Requirement 1:
How many lines of the records contain the string "fern"? Give only the number.

Text passage:

# Trying Contextual Bandit Algorithms 

The two notebooks on bandits need to be finished and uploaded in a single zip file on this link https://nextcloud.univ-lille.fr/index.php/s/pK7qsbgqgeirbGk by **January 30th, 2023**. Please include all the files that allow to run your code and use Name_FirstName.zip as the name of the folder. 

In [4]:
import numpy as np
from matplotlib import pyplot as plt
import time

# Bandit specific functions and classes (same as last time) 
import Arms as arm
from StochasticBandit import * 
from BanditBaselines import * # you will need to add UCB alpha to your baselines 

from Experiments import * # all the previous functions to run experiments

# I) Defining a Linear Bandit Environement 

For simplicity, we will first experiment in a setting in which the feature $x_a \in \mathbb{R}^d$ associated to each arm $a$ is fixed in every rounds. That is, the set of arms available in round $t$ is  $$\mathcal X_t = \{x_1,\dots,x_K\} \subseteq \mathbb R^d$$ and it can still be identified with $\{1,\dots,K\}$. 

In this linear bandit model, when arm $A_t \in \{1,\dots,K\}$ is chosen in round $t$, a reward 
$$r_t = x_{A_t}^\top \theta_\star + \varepsilon_t$$
is generated, for some $\theta_\star \in \mathbb R^d$ (unknown to the agent). To generate data, we will further assume that the noise is Gaussian with zero mean and some standard deviation $\sigma^2$. 

The following function creates such a linear bandit model and notably depends on a matrix $X \in \mathbb{R}^{K \times d}$ where each row $a$ of $X$ is $x_a^\top$. 

In [5]:
def LinearBandit(X,theta,sigma):
    """X : matrix of features of dimension (K,d), 
    theta : regression vector of dimension (d,1), 
    sigma : stdev of Gaussian noise"""
    Arms = []
    (K,d)=np.shape(X)
    for k in range(K):
        mu = np.dot(X[k,:],theta)[0]
        arm = arms.Gaussian(mu,sigma)
        Arms.append(arm)
    return MAB(Arms)


**Pick a random linear bandit instance with normalized features (i.e. $\|x_a\|\leq 1$) and $\|\theta\|=1$.** 

Display the means and the best arm and settle for a "reasonnably interesting" problem with a gap that is not too large between the best and second-best arm. You may wish to save some interesting pairs (X,$\theta$) of features and regression parameters to work on later, for different dimensions / number of arms. 

In [6]:
K=10
d=5 

X = np.random.normal(0,1,(K,d))

for k in range(K):
    X[k,:]=X[k,:]/np.linalg.norm(X[k,:])

theta = np.random.random((d,1))
theta = theta / np.linalg.norm(theta)

sigma=0.5

linear_bandit = LinearBandit(X,theta,sigma)

Data shown:
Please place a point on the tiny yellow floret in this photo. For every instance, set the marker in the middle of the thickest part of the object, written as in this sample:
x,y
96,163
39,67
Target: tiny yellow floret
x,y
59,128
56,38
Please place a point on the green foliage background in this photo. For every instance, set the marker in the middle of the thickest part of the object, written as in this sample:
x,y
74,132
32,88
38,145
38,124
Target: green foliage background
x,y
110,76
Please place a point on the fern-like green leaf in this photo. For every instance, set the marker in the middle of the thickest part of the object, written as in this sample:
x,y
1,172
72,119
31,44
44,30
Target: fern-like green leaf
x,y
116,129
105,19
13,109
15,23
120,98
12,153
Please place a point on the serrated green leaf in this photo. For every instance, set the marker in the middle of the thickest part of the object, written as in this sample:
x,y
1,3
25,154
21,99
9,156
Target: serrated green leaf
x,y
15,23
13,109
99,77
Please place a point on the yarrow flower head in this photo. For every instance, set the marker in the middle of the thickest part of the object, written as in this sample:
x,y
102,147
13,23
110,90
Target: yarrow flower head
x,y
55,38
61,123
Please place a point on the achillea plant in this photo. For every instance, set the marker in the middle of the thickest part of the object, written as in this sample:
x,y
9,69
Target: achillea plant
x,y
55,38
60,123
...
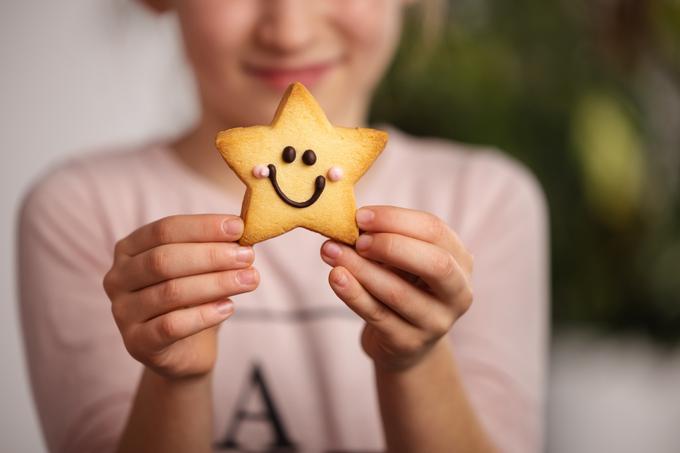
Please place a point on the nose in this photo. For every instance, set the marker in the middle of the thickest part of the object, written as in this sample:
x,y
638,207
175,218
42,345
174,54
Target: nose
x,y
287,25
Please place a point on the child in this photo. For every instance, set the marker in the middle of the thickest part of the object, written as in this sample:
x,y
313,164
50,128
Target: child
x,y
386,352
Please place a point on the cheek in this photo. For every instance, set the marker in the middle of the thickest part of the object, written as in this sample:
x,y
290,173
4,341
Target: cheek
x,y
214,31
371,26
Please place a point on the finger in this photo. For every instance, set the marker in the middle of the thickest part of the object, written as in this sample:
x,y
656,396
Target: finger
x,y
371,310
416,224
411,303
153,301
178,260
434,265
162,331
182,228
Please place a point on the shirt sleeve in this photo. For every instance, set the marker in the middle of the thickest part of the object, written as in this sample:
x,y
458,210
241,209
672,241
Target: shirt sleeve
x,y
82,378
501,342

Requirement 2:
Does each statement below agree with the bandit notebook page? For each one, answer yes or no and quote the exact words from the page that decide it.
(a) The zip file is due by January 30th, 2023.
(b) The noise in the linear bandit model is assumed to follow a uniform distribution.
(c) The code that picks a random instance sets the noise standard deviation to 0.5.

Full response 1:
2

Full response 2:
(a) Yes: "January 30th, 2023"
(b) No: "the noise is Gaussian with zero mean"
(c) Yes: "sigma=0.5"